▸ **Instructions to follow**: Pick out every line in the listing below that contains the word "deadbolt" and copy each of those lines in full.

┄┄┄┄┄┄┄┄┄┄

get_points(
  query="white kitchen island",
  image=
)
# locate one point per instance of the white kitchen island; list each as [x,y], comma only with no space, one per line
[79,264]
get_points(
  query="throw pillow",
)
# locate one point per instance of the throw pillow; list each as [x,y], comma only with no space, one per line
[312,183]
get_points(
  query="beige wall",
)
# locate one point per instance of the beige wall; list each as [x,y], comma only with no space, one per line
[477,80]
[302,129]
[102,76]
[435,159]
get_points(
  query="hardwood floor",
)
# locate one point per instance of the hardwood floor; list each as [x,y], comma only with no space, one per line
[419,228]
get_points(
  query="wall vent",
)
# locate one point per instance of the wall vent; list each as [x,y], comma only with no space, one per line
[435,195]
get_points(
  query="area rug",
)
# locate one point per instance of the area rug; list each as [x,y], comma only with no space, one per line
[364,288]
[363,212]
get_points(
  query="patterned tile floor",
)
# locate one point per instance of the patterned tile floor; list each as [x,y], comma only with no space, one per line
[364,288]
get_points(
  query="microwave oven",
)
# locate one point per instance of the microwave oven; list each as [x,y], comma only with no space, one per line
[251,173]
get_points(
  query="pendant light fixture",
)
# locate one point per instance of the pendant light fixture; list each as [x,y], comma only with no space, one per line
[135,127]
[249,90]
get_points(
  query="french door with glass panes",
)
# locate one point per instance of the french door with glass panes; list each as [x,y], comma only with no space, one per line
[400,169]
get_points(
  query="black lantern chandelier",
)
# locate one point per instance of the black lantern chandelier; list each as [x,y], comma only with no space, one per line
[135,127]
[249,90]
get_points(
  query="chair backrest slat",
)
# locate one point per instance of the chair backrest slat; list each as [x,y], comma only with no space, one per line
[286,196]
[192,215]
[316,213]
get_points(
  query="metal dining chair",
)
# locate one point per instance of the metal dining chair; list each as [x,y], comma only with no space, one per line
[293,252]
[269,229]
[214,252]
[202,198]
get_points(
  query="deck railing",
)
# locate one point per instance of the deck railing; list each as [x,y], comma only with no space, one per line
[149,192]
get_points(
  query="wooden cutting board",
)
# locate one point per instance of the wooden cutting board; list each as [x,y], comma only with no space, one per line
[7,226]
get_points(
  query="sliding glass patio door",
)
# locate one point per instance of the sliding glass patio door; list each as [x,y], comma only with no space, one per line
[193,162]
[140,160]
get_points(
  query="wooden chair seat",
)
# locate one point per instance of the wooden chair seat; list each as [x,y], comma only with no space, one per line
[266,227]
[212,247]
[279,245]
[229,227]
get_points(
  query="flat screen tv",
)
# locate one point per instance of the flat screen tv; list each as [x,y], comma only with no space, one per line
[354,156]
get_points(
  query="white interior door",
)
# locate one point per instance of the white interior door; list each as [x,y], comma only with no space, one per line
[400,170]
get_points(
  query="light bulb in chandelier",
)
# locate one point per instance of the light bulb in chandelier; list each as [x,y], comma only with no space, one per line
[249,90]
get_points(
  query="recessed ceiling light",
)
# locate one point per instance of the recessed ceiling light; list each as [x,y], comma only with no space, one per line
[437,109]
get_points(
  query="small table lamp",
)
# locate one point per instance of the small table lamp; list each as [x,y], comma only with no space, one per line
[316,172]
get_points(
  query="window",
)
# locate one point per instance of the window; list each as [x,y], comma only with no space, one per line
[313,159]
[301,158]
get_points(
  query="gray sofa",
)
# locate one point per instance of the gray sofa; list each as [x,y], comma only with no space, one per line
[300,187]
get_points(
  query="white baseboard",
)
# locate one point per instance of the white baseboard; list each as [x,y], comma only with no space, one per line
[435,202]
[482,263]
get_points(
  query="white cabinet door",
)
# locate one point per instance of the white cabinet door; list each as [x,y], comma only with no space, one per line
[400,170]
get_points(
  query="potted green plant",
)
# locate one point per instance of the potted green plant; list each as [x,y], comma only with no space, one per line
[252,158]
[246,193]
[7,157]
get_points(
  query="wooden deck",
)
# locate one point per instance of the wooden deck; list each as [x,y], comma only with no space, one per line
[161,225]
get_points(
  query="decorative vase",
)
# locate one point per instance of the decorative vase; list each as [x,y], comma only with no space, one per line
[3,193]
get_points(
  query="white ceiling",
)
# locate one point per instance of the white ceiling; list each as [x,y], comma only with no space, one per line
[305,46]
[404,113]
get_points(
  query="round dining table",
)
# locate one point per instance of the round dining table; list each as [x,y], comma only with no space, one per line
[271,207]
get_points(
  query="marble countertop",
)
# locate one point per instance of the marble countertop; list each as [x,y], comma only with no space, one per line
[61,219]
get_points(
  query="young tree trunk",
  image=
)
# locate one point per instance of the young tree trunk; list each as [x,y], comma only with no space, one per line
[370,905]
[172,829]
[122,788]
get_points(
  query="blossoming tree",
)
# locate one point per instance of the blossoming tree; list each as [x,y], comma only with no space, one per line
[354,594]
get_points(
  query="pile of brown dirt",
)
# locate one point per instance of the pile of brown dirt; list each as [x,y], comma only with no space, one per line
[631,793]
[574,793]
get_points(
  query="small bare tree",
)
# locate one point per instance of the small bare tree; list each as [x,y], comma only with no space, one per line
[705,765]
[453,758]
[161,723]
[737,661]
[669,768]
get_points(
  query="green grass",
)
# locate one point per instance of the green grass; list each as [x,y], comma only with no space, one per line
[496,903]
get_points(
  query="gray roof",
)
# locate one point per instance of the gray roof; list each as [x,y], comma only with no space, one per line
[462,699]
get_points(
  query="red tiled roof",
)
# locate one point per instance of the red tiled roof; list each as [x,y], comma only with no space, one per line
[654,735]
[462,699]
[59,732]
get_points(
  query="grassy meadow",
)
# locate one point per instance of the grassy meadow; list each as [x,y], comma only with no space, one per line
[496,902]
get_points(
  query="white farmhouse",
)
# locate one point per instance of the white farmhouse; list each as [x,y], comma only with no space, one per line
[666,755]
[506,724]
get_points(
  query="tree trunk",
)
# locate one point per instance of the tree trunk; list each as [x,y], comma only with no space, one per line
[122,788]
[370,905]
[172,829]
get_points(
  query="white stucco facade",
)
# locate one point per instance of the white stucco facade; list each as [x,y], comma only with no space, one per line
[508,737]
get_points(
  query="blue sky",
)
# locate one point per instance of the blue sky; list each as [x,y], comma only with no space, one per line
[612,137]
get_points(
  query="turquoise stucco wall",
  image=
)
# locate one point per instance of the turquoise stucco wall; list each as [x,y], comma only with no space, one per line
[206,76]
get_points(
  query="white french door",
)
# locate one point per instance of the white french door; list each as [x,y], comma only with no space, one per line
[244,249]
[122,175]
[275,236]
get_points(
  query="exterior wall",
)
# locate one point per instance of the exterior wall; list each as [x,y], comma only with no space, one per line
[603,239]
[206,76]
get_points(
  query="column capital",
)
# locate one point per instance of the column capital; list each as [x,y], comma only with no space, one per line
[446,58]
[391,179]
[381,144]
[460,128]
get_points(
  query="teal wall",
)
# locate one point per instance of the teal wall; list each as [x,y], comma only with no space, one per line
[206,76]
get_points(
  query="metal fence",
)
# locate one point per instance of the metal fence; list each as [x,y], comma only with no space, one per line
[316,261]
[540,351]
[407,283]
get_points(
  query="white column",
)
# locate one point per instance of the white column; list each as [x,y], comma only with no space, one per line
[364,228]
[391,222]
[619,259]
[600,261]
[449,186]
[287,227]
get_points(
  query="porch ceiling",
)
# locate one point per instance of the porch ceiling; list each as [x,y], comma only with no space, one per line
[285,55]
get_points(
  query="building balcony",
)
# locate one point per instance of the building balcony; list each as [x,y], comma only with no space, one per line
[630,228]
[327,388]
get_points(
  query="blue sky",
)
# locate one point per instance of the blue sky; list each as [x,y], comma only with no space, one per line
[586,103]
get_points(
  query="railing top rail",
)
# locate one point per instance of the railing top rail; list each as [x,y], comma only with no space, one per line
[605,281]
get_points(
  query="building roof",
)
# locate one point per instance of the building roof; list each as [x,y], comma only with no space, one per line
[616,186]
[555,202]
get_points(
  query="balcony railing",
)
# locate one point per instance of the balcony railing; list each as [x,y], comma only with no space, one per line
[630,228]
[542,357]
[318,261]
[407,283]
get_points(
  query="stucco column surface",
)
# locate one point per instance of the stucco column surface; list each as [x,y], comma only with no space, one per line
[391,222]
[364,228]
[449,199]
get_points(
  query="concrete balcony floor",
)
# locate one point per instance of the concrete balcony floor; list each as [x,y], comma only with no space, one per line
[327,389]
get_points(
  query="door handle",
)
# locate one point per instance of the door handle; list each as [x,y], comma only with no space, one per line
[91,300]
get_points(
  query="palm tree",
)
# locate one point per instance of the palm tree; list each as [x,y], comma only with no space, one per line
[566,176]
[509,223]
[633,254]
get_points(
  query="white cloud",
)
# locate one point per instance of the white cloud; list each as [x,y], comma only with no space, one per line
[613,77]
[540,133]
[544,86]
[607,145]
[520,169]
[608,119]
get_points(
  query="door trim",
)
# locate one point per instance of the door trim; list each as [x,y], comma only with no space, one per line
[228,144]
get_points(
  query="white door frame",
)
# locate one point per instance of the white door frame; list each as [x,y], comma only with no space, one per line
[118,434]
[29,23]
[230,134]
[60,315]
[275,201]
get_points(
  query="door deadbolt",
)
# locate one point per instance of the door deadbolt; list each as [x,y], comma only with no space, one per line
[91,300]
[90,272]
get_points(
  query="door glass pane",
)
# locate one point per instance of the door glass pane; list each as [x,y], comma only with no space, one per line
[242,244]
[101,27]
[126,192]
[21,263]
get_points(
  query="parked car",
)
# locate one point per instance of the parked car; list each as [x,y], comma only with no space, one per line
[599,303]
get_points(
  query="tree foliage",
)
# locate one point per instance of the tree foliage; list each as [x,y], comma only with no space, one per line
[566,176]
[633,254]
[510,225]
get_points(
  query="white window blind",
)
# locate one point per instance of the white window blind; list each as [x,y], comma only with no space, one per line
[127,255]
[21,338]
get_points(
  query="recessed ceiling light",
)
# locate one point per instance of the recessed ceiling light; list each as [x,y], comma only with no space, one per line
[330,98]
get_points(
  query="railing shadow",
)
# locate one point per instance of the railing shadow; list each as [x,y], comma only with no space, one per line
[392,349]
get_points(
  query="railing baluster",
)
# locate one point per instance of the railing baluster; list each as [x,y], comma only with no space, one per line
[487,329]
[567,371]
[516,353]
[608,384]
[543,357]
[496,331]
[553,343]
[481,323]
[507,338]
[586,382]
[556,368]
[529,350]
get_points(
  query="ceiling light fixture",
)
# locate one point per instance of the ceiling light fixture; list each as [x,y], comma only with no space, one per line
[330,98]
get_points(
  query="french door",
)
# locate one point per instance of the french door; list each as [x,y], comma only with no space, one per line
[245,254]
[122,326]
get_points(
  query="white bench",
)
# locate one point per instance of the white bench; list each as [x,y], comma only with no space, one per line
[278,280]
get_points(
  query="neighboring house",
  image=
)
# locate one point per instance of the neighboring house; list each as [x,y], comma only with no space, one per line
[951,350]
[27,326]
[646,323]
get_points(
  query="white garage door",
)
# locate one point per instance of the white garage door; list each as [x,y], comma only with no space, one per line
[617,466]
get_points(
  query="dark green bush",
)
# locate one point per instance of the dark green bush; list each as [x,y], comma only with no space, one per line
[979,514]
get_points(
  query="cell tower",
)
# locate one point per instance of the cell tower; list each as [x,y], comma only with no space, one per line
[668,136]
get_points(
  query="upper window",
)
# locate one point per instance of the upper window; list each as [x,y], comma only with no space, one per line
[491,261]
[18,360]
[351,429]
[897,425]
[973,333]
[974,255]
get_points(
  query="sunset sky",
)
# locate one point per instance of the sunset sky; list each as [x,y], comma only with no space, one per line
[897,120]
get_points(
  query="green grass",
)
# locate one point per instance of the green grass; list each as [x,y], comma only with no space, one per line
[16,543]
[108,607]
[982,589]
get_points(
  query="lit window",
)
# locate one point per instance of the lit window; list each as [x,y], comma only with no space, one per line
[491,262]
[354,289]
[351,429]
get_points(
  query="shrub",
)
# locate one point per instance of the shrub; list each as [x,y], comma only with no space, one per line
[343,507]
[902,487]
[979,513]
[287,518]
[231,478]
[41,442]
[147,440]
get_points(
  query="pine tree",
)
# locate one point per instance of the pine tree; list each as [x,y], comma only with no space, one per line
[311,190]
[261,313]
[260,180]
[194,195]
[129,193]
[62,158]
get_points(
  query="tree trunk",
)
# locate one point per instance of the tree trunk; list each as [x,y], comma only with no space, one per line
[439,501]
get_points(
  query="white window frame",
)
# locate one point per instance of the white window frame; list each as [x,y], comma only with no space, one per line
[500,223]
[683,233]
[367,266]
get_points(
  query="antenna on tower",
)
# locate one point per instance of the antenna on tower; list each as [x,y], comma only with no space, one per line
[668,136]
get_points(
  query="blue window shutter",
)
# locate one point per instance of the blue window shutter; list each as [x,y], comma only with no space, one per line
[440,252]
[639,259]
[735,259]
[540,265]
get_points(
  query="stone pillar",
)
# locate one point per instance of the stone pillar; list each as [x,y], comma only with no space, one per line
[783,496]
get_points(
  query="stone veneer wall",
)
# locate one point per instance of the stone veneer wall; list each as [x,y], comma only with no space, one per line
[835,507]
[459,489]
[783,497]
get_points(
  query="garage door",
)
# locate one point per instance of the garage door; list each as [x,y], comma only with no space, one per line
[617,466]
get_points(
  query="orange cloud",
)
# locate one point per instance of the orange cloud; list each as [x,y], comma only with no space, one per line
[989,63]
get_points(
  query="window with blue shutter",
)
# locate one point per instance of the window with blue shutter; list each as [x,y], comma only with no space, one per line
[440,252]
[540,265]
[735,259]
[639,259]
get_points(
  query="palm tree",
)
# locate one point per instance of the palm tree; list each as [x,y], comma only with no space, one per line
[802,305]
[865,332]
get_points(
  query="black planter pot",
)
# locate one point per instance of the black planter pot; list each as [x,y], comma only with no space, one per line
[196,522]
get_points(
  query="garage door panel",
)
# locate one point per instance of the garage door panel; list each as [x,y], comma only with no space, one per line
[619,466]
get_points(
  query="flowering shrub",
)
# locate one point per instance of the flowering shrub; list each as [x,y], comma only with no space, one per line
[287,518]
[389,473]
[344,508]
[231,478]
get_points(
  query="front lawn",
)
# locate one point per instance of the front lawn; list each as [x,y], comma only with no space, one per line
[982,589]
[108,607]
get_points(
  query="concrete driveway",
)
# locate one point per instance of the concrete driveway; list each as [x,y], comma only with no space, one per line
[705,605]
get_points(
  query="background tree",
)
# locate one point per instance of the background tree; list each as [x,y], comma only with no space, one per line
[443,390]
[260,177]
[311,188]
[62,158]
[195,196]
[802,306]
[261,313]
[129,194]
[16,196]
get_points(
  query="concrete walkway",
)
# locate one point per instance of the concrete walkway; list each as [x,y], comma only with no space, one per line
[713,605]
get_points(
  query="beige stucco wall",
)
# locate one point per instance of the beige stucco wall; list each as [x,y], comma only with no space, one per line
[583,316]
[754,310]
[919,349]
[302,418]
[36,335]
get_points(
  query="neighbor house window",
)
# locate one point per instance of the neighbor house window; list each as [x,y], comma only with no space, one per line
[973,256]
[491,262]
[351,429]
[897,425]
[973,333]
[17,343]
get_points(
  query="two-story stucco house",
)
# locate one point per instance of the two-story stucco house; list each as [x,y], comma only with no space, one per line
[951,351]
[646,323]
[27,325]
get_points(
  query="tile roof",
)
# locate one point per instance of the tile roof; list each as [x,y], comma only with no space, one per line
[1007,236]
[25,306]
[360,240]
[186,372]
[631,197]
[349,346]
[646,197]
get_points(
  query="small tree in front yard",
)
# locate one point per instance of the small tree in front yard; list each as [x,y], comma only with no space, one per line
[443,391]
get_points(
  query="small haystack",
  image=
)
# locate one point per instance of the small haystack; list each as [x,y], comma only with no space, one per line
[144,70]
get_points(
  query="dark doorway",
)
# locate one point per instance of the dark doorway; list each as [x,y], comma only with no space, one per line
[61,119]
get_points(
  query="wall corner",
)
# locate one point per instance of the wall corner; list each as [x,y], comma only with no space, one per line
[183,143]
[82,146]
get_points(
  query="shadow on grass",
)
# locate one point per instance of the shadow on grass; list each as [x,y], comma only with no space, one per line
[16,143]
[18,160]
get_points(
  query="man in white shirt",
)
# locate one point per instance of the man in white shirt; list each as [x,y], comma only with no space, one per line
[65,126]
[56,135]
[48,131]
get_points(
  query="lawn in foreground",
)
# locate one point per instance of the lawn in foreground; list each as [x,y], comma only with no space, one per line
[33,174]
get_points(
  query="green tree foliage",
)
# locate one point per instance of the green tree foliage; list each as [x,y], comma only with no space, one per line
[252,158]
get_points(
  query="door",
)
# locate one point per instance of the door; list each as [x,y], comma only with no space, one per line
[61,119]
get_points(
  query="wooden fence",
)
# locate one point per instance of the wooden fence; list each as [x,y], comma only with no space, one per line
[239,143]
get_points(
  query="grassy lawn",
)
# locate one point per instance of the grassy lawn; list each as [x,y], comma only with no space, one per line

┄┄┄┄┄┄┄┄┄┄

▸ **Written answer**:
  query="door deadbolt",
# locate one point per instance of the door deadbolt; list each as [x,y], comma only with no space, one per line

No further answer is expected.